======== Page excerpt
If we click on the three dots under Edit, we can see a list of extra actions to use.

List features lists the word-features and their coefficients that the model used. Works with models that used Count Vectorizer or Tfldf Vectorizer since their output is displayable.

Retrain tagger retrains the whole tagger model with all the chosen parameters. It’s useful in case our dataset changes or we have added some stop words.

Stop words is for adding stop words. Stop words are words that the model do not consider while looking for clues of similarities. It is wise to add most frequent words in the list like am, on, in, are. Separate the words with space (‘ ‘).

Tag text is to check how does the model work. If we click on that a window opens. We can paste there some text, choose to lemmatize it (necessary if our model was trained on a lemmatized text) and post it. We then recieve the result (True if this text gets the tag and False otherwise) and the probability. Probability shows how confident is our model in it’s prediction.
================
======== Entries supplied
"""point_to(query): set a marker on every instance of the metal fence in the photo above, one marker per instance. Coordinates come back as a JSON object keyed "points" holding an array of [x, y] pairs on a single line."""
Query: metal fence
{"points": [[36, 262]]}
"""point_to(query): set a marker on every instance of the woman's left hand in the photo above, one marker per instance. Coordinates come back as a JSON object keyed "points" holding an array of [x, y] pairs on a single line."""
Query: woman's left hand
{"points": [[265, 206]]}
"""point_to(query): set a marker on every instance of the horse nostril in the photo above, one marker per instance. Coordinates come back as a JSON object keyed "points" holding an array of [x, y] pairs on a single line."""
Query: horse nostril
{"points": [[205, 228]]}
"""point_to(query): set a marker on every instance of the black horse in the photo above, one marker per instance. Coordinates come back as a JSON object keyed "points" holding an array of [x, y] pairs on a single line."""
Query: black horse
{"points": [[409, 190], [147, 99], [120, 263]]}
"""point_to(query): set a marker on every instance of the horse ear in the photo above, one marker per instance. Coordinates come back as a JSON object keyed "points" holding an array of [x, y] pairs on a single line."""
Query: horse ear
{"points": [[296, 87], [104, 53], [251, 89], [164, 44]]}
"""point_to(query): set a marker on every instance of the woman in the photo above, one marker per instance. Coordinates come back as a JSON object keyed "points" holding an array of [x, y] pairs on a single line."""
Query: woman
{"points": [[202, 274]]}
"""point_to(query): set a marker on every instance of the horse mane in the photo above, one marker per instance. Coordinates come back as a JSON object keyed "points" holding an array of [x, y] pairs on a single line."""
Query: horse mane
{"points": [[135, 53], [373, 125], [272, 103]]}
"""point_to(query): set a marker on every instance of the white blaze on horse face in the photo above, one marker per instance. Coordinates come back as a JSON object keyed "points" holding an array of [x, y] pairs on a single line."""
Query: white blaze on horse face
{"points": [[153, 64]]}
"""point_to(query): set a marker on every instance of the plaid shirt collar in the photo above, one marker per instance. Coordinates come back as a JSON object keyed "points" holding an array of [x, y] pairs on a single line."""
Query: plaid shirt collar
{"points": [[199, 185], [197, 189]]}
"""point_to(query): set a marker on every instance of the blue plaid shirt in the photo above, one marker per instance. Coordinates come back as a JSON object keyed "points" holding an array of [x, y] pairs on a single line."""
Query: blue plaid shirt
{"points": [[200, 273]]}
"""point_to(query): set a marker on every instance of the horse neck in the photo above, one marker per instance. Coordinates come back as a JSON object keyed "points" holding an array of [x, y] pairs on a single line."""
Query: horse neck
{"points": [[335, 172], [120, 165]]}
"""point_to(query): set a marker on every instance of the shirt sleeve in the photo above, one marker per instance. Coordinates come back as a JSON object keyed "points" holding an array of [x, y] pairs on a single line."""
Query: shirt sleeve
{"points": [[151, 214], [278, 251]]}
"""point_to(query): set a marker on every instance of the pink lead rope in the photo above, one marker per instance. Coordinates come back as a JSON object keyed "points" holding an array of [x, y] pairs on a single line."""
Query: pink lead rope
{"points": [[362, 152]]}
================
## Stated exercise A
Set down the passage of the tagger actions excerpt starting at "Tag text is" and ending at "in it’s prediction.", word for word.
## Stated exercise B
According to the tagger actions excerpt, what character should separate the words when adding stop words?
## Stated exercise C
Extend the tagger actions excerpt with new text that picks up after its final sentence.

## Task result A
Tag text is to check how does the model work. If we click on that a window opens. We can paste there some text, choose to lemmatize it (necessary if our model was trained on a lemmatized text) and post it. We then recieve the result (True if this text gets the tag and False otherwise) and the probability. Probability shows how confident is our model in it’s prediction.

## Task result B
A space.

## Task result C
Tag doc is similar to Tag text, except the input is in the json format.

Tag random doc takes a random instance from our dataset, displays it and returns the result and the probability of this result being correct.

Delete is for deleting the model.

In the table view we can also select several models and delete them all at once by clicking on the dustbin button next to the +CREATE button in the bottom-left. If we have several models, we can search for the right one by their description or task status. If we have models on several pages we can change pages in the bottom-right.

_images/tagger_result.png

Figure 14. Bribe_tag tagger

Training Tagger Groups

Tagger Group is for training multible classes at once and it also uses tags in the dataset given.

Note

How do Tagger and Tagger Groups differ?

One model predicts whether a text is positive (True) or negative (False). That is, whether this text get’s the label or not. Tagger trains only one model and predicts whether a text is similar to the query/dataset it was trained on or not. Tagger Group trains several models at once. That means, it can predict several labels at once. Tagger Group trains on facts. We can have several values under a certain fact and for each value (if it has high enough frequency (Minimum sample size) a model is trained.

We can create a new Tagger Group model by clicking on the ‘+CREATE’ button in the bottom-left. Then we must choose the name for the new Tagger Group (Description), the facts the model starts to learn on and the minimum sample size.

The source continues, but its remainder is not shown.